So, when we choose MIN(ctid), it gives first occurence of the category_id+name combination.

-- See 1st occurence of category_id+name combination
SELECT MIN(ctid),
        category_id,
        name
FROM category
GROUP BY category_id,
        name;

Screenshot - output with MIN ctids

Thus, to delete only duplicates while keeping the first occurence, we use NOT IN MIN(ctid):

-- Remove Duplicates with CTID
DELETE FROM category
WHERE ctid NOT IN (
    SELECT MIN(ctid)
    FROM category
    GROUP BY category_id,
            name
);

-- Check what we've done
SELECT *
FROM category
ORDER BY category_id;

Screenshot - check if duplicates are deleted, final output

Check for Missing Data

Now, consider a table like this:

Screenshot - table with missing values

It’s quite straightforward to check for missing values by filtering for NULLs.

-- Check for missing values
SELECT *
FROM category
WHERE name IS NULL;

Screenshot - output for checking for missing values

BUT

Wait, where is the 5th row? It is obviously missing some data as well?

In SQL, NULL represents true absence, while an empty string ‘’ is technically a value — just an empty one. As well as zero. Well, with 0 it’s more straightforward — it does take space even for the naked eye, and it is a value. Meanwhile, empty strings can sneak around unnoticed.

So, we need to modify our query a bit:

-- Check for NULL or Empty Strings
SELECT *
FROM category
WHERE name IS NULL OR TRIM(name) = '';

Screenshot - output for checking for missing values - with empty strings

Gotcha!

Depending on the quantity, it wight be a good idea to start by just counting them:

-- Count Missing or Empty Values
SELECT COUNT(*) AS missing_count
FROM category
WHERE name IS NULL OR TRIM(name) = '';

Screenshot - output for counting missing values

Once found, what to do with them?

  • delete
  • replace (for example, fill them in with ‘n/a’ or averages)

I saw a comment that regression can be used to predict values. Haven’t tried it yet, but sounds interesting.

Until next time.

§ **SUPPLIED INFORMATION**:
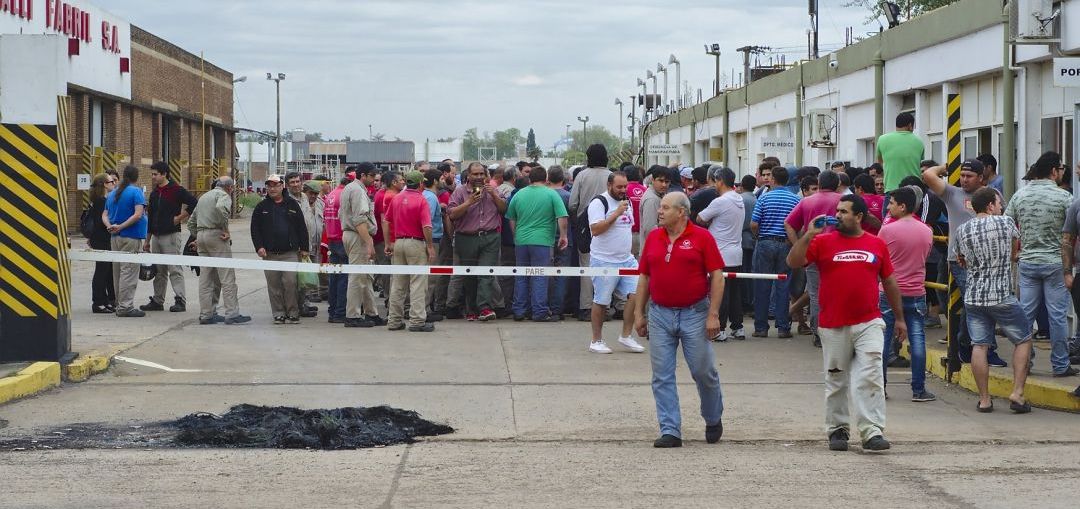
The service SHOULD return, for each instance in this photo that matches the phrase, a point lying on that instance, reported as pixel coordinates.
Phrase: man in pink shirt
(822, 202)
(909, 241)
(408, 241)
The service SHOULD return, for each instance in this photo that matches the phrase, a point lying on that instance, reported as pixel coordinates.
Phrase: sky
(432, 69)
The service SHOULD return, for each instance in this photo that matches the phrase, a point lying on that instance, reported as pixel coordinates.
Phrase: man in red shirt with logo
(851, 263)
(680, 276)
(408, 242)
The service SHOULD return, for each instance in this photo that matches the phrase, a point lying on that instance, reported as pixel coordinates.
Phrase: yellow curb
(84, 366)
(36, 378)
(1043, 394)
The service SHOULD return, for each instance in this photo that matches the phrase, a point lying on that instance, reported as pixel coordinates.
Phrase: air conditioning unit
(1034, 19)
(822, 128)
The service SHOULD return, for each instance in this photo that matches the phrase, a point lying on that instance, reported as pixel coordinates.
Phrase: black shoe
(1070, 372)
(838, 441)
(900, 362)
(667, 441)
(358, 322)
(714, 432)
(152, 306)
(239, 319)
(876, 443)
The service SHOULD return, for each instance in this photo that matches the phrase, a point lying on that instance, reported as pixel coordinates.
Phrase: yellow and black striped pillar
(35, 276)
(955, 309)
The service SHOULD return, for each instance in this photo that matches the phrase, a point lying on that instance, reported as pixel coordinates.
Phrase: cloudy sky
(419, 69)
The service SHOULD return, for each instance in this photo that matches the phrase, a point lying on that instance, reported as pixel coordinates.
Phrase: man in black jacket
(279, 232)
(169, 206)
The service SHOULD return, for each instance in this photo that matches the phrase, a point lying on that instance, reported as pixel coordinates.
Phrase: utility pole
(584, 131)
(746, 51)
(715, 51)
(277, 142)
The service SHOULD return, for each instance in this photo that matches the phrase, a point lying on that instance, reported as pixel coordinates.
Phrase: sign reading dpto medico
(1066, 71)
(102, 38)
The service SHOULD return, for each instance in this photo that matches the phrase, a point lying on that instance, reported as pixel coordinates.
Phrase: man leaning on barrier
(210, 224)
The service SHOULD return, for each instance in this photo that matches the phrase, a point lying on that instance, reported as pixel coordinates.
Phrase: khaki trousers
(125, 276)
(853, 377)
(408, 252)
(360, 297)
(281, 286)
(213, 280)
(171, 243)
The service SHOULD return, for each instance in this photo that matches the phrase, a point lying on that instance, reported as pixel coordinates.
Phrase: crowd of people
(854, 248)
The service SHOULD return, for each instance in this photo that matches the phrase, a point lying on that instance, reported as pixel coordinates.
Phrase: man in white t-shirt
(611, 223)
(724, 217)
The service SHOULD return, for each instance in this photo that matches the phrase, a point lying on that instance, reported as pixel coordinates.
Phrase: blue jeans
(1045, 283)
(770, 256)
(338, 282)
(556, 290)
(531, 256)
(667, 327)
(915, 317)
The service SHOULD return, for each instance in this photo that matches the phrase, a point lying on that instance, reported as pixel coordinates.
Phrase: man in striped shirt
(770, 255)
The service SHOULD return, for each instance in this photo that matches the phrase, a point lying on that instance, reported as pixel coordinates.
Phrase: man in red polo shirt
(682, 277)
(408, 242)
(851, 263)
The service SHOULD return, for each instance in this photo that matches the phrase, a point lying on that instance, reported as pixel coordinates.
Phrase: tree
(908, 9)
(530, 146)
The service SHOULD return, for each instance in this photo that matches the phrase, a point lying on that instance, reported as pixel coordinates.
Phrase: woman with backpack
(98, 238)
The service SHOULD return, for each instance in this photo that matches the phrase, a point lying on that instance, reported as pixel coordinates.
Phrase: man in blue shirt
(124, 218)
(770, 255)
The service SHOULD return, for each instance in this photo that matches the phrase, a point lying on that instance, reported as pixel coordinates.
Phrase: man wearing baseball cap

§ **DIRECTIVES**:
(a) Translate this sentence from the SQL walkthrough into Spanish: "It’s quite straightforward to check for missing values by filtering for NULLs."
(b) Gather every line in the entries that contains the string "yellow". Case counts.
The SQL walkthrough and the entries have no connection to each other.

§ **RESULTS BY TASK**:
(a) Es bastante sencillo comprobar si hay valores faltantes filtrando por los NULL.

(b)
Phrase: yellow curb
Phrase: yellow and black striped pillar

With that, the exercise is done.